Textauszug:
■ ■ ■

Längst haben Unternehmen die Werbemöglichkeiten des Internets erkannt. Quelle: gms

Die Grenzbeamten am Flughafen von Melbourne haben einen harten Job. Sie jagen Kokainschmuggler und Flugzeugentführer, und manchmal müssen sie die Dienstwaffe ziehen. Guter Stoff für DMAX, das Fernsehprogramm für Männer. Achtung, Zoll! Willkommen in Australien heißt die Sendung, die am Morgen des 16. Januar läuft, zwischen neun und zehn Uhr.

Um 9.42 Uhr ist Werbepause, zum ersten Mal ist der Spot für das Sensitive Protect zu sehen. Am Ende des Films steht das neue Deo in Großaufnahme im Bild, eine Männerstimme sagt: "Schluss mit dem Autsch – mit der Sensitive-Pflegeserie von Nivea for Men." Dann kommt der nächste Spot, eine Werbung für die neue Ausgabe der Zeitschrift Men’s Health. Titelthema: Weg mit der Wampe.

Beiersdorf hat eine Agentur dafür bezahlt, die richtigen Sendeplätze für den Werbespot zu finden. Programme, bei denen vor allem Männer einschalten. Allein in der ersten Woche ist der Spot 80-mal zu sehen. Er läuft morgens, mittags und abends, er läuft in Nachrichtensendungen und Unterhaltungsserien, in der Telebörse auf n-tv, in der Comicserie Die Simpsons auf ProSieben, in der ARD-Sportschau.

■ ■ ■

Einträge:
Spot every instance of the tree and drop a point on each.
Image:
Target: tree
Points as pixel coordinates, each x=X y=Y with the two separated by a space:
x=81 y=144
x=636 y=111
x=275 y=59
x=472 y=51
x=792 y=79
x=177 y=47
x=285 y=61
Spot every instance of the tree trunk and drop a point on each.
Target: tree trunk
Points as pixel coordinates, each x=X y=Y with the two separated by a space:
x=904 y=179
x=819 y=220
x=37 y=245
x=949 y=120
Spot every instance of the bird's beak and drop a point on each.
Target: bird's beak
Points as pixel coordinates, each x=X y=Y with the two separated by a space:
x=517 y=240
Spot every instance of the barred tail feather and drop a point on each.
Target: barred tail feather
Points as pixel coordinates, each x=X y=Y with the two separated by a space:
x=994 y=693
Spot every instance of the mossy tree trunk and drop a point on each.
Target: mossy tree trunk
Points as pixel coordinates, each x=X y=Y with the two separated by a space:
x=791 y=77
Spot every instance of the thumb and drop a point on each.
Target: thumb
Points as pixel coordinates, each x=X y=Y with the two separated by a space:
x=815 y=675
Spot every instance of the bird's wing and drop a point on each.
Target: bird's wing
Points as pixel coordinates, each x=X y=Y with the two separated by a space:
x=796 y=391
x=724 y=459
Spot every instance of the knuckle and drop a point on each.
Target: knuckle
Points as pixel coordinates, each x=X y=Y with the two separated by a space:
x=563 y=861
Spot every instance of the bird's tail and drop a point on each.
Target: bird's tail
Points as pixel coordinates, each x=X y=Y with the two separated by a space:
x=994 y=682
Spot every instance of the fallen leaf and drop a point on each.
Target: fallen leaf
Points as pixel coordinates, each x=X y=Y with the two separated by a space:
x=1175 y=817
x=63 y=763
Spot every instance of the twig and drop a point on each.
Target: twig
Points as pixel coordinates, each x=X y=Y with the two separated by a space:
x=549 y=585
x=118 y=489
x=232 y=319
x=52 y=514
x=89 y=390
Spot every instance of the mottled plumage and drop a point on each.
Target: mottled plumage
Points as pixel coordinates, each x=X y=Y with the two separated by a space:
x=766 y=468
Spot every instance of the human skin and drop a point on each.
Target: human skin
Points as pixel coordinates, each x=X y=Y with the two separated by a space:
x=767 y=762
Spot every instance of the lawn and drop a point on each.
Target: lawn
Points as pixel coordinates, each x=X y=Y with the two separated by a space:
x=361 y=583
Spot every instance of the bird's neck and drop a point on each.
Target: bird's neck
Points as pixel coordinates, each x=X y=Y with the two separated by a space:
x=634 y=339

■ ■ ■

Ihre Aufgaben:
1. Schreiben Sie den Textauszug von „Längst haben Unternehmen“ bis einschließlich „und zehn Uhr.“ wortgetreu ab.
2. Beantworten Sie anhand des Textauszugs:
(a) Zwischen welchen Uhrzeiten läuft die Sendung am Morgen des 16. Januar?
(b) Wofür wirbt der Spot, der direkt nach dem Deo-Spot kommt?
(c) Wie oft ist der Deo-Spot allein in der ersten Woche zu sehen?
Die Einträge werden hierfür nicht gebraucht.

Lösungen:
1.
Längst haben Unternehmen die Werbemöglichkeiten des Internets erkannt. Quelle: gms

Die Grenzbeamten am Flughafen von Melbourne haben einen harten Job. Sie jagen Kokainschmuggler und Flugzeugentführer, und manchmal müssen sie die Dienstwaffe ziehen. Guter Stoff für DMAX, das Fernsehprogramm für Männer. Achtung, Zoll! Willkommen in Australien heißt die Sendung, die am Morgen des 16. Januar läuft, zwischen neun und zehn Uhr.

2.
(a) Zwischen neun und zehn Uhr.
(b) Für die neue Ausgabe der Zeitschrift Men’s Health.
(c) 80-mal.